┌─ Raw data

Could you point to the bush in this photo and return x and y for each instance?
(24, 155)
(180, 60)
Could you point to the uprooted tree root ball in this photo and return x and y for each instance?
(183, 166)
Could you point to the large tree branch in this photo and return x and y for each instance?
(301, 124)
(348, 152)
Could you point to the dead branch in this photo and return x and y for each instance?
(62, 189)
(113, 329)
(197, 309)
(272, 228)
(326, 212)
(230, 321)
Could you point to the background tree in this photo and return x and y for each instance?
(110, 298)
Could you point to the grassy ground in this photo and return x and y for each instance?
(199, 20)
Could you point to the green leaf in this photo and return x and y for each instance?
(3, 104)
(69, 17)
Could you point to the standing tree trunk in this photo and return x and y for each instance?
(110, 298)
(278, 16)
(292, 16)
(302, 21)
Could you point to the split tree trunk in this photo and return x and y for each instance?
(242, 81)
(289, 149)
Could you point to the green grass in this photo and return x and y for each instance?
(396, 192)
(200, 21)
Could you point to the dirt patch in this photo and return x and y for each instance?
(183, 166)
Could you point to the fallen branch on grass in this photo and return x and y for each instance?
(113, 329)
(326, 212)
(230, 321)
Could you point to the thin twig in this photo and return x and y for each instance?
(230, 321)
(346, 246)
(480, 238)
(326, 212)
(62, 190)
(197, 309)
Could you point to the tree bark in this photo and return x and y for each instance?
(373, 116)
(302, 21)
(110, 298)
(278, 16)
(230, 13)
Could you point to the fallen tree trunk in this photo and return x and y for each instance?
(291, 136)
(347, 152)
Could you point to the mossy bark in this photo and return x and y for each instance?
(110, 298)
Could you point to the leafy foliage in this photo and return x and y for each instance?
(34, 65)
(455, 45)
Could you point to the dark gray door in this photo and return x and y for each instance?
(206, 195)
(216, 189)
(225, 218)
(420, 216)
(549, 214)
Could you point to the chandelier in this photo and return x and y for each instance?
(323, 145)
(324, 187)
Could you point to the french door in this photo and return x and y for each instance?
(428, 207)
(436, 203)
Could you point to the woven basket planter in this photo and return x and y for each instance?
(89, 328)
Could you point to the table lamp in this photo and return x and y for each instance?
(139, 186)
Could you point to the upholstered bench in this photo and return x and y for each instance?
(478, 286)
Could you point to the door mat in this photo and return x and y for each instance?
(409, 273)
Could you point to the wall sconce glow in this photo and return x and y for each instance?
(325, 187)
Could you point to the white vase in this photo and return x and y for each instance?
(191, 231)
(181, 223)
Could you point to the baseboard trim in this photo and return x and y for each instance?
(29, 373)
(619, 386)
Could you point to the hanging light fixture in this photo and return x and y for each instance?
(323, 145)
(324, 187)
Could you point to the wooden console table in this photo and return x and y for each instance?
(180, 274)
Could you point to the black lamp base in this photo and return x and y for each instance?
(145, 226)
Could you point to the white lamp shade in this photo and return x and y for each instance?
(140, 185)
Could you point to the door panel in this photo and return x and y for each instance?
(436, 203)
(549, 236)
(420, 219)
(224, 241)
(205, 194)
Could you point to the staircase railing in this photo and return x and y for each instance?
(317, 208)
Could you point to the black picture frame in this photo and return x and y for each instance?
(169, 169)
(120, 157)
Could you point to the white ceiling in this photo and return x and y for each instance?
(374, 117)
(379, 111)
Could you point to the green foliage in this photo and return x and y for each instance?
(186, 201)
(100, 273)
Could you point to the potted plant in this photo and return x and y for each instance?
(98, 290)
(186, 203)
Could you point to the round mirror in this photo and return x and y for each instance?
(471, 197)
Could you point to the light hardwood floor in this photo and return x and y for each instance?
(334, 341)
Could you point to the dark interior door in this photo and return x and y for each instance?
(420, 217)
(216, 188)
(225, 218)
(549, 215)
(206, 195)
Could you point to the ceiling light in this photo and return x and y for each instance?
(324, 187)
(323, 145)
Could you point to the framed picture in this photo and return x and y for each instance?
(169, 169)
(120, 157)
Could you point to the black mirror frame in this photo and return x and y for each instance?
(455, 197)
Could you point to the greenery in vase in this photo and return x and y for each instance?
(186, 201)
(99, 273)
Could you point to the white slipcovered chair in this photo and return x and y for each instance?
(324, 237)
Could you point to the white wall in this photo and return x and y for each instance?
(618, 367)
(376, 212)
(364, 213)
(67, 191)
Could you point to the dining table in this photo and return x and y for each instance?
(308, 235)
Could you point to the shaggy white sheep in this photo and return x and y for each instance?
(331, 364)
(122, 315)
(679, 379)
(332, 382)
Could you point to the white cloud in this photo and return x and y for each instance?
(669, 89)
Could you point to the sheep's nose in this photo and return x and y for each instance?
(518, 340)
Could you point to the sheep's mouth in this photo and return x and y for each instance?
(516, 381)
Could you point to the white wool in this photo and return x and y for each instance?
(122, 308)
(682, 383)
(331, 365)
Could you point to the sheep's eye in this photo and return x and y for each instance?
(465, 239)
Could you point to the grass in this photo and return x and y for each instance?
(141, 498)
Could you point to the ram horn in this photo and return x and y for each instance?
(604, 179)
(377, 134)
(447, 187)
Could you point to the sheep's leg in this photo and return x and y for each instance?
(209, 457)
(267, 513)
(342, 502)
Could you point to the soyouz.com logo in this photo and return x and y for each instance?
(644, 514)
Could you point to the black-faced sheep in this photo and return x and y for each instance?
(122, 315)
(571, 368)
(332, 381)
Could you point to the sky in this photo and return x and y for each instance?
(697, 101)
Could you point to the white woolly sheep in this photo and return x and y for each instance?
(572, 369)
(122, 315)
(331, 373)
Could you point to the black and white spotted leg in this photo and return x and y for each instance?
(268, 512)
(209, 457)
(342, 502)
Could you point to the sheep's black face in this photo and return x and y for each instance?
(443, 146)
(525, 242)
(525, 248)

└─

» **Requirement**: Reproduce the data in its entirety. Keep every character unchanged.

» **Answer to the problem**:
Could you point to the bush in this photo and return x and y for each instance?
(24, 155)
(180, 60)
Could you point to the uprooted tree root ball in this photo and return x and y for each instance?
(183, 166)
Could you point to the large tree branch in this photo and return x and y for each instance?
(301, 124)
(348, 152)
Could you point to the dead branch in this photo and return x and y for each instance?
(62, 189)
(113, 329)
(197, 309)
(272, 228)
(326, 212)
(230, 321)
Could you point to the background tree in this photo and return x and y for each instance?
(110, 298)
Could you point to the grassy ground in this photo and return x and y for each instance?
(199, 20)
Could you point to the green leaf in this photo and return x and y for each instance?
(3, 104)
(69, 17)
Could you point to the standing tree trunk in this photo and return x and y for each instance?
(110, 298)
(278, 16)
(292, 16)
(302, 21)
Could you point to the split tree trunk in this photo and return x and y for each instance?
(242, 81)
(289, 149)
Could you point to the green grass in this photo and return x and y for each instance?
(396, 192)
(200, 21)
Could you point to the dirt patch in this photo and return x and y for each instance?
(183, 166)
Could you point to the fallen branch on grass in this photo and return x and y for each instance?
(113, 329)
(326, 212)
(230, 321)
Could you point to the thin twig in this photo and return x and y for each instance?
(230, 321)
(346, 246)
(480, 238)
(326, 212)
(62, 190)
(197, 309)
Could you point to the tree bark in this photo and return x and y for each instance?
(373, 116)
(302, 21)
(110, 298)
(278, 16)
(230, 13)
Could you point to the fallen tree trunk in this photo and return x and y for each instance?
(291, 136)
(347, 152)
Could you point to the mossy bark in this photo and return x and y for each instance?
(110, 298)
Could you point to the leafy foliage in this photo and return x and y for each instance?
(34, 65)
(455, 45)
Could you point to the dark gray door in this photo and return x and y for each instance?
(206, 195)
(216, 189)
(225, 218)
(420, 216)
(549, 214)
Could you point to the chandelier in this photo and return x and y for each instance?
(323, 145)
(324, 187)
Could you point to the french door in this photo and return x and y for each instance?
(428, 207)
(436, 203)
Could you point to the woven basket planter in this photo and return x and y for each instance?
(89, 328)
Could you point to the table lamp in this photo and return x and y for each instance?
(139, 186)
Could you point to the upholstered bench in this photo and return x and y for each instance?
(478, 286)
Could you point to the door mat in this photo and return x and y for each instance?
(409, 273)
Could you point to the wall sconce glow in this photo and return x and y for each instance?
(325, 187)
Could you point to the white vase in this photo and return x and y for each instance?
(191, 231)
(181, 223)
Could you point to the baseboard trim in this photo and return x and y for each instance?
(29, 373)
(619, 386)
Could you point to the hanging light fixture in this photo and return x and y for each instance?
(323, 145)
(324, 187)
Could you point to the wooden console table in this photo and return x and y for each instance?
(180, 274)
Could you point to the black lamp base in this photo and return x and y for each instance?
(145, 226)
Could you point to the white lamp shade in this photo and return x and y for each instance?
(140, 185)
Could you point to the door panel in this photo and return x and y for each instance?
(436, 203)
(549, 236)
(420, 219)
(224, 241)
(205, 194)
Could you point to the staircase railing in this photo and return x and y for each instance?
(317, 208)
Could you point to the black picture frame in this photo and return x and y for each instance?
(169, 169)
(120, 157)
Could you point to the white ceiling in this photo and return x and y for each instance?
(374, 117)
(379, 111)
Could you point to the green foliage in this photo and return x and y for each instance?
(186, 201)
(100, 273)
Could you point to the potted plant in this photo and return x and y for each instance?
(98, 290)
(186, 203)
Could you point to the round mirror in this photo and return x and y for each instance?
(471, 197)
Could you point to the light hardwood floor in this photo and return x and y for each instance?
(334, 341)
Could you point to the dark interior door in this photo and return x and y for each instance?
(420, 217)
(216, 188)
(225, 218)
(549, 215)
(206, 195)
Could you point to the ceiling light in this photo and return x and y for each instance?
(324, 187)
(323, 145)
Could you point to the framed picture in this photo and return x and y for each instance?
(169, 169)
(120, 157)
Could you point to the black mirror frame in this photo and return x and y for each instance?
(455, 197)
Could you point to the greenery in vase in this photo and return x and y for each instance?
(186, 201)
(99, 273)
Could you point to the white slipcovered chair in this photo and return x and y for each instance?
(324, 237)
Could you point to the white wall in this photo and return x and y for each instance?
(618, 367)
(376, 212)
(364, 213)
(67, 191)
Could you point to the dining table in this photo and return x and y for each instance?
(308, 235)
Could you point to the shaggy white sheep in this photo and return x and y for each instance?
(331, 364)
(122, 315)
(679, 379)
(332, 382)
Could you point to the white cloud in this photo and return x and y for each instance?
(669, 89)
Could you point to the sheep's nose in this photo and return x and y for each instance?
(518, 340)
Could you point to the sheep's mouth in this photo and return x and y for each instance?
(516, 381)
Could you point to the white wool in this photo and return x and y for each instance?
(122, 308)
(682, 383)
(331, 365)
Could you point to the sheep's eye in this photo and return x and y for each instance?
(465, 239)
Could you point to the grass in this photo and return x and y for each instance?
(141, 498)
Could you point to the ram horn in this photo and return x and y for each instance?
(604, 179)
(377, 134)
(447, 187)
Could you point to the sheep's leg in this photo and return x and y for each instance?
(209, 457)
(267, 513)
(342, 502)
Could you point to the soyouz.com logo in this photo and return x and y for each instance?
(644, 514)
Could you point to the black-faced sheep in this photo and return x and y for each instance?
(122, 315)
(571, 368)
(332, 381)
Could you point to the sky in this photo and return x and y for each instance?
(697, 101)
Could you point to the white woolly sheep in this photo and return x and y for each instance?
(572, 369)
(122, 315)
(331, 373)
Could you point to the black and white spotted leg in this photo and return x and y for each instance?
(268, 512)
(209, 457)
(342, 502)
Could you point to the sheep's black face in this photo and return x and y for each instance?
(443, 146)
(525, 242)
(525, 248)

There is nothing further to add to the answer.